■ Exercise objective:
Each entry must be restated word for word.

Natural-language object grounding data
******
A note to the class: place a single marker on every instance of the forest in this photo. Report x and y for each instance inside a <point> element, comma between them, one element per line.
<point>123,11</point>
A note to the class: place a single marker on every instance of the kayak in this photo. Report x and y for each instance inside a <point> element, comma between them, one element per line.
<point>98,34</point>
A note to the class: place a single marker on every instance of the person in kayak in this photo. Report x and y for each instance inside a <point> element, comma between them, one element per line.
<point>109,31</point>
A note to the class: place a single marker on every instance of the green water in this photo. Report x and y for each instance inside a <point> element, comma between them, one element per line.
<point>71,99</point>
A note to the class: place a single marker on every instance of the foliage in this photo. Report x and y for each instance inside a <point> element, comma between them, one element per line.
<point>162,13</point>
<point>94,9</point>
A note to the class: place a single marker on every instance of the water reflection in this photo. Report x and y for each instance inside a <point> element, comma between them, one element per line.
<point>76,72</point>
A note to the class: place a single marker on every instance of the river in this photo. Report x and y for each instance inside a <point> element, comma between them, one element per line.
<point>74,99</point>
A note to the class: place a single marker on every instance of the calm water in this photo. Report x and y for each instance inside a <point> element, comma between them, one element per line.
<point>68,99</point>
******
■ Reply to the task:
A note to the class: place a single marker on every instance of the forest in this photo. Report x and y for each instance inside a <point> element, comma between them, one element per line.
<point>123,11</point>
A note to the class: place a single marker on every instance of the kayak in this photo. Report x and y for each instance inside a <point> element, comma between them, one element per line.
<point>98,34</point>
A note to the class: place a single marker on every instance of the person in kayak in this photo. Report x and y for each instance inside a <point> element, comma between them, one element per line.
<point>109,31</point>
A note to the class: place a single marker on every instance of the green water in this photo. Report x and y for each instance inside a <point> element, comma between them, one element per line.
<point>71,99</point>
A note to the class: place a single marker on every instance of the foliage in this photo. Report x and y for each instance inside a <point> element, comma between them, one element per line.
<point>162,13</point>
<point>94,9</point>
A note to the class: place a single marker on every instance of the water reflection in this photo. Report x and y for each instance inside a <point> element, comma between them, one element per line.
<point>76,72</point>
A note to the class: place a single marker on every instance of the river in this photo. Report x and y for each instance inside a <point> element, comma between them, one element per line.
<point>74,99</point>
A note to the class: place a single marker on every instance of the calm water in this photo. Report x and y for each instance inside a <point> element, comma between them, one element per line.
<point>68,99</point>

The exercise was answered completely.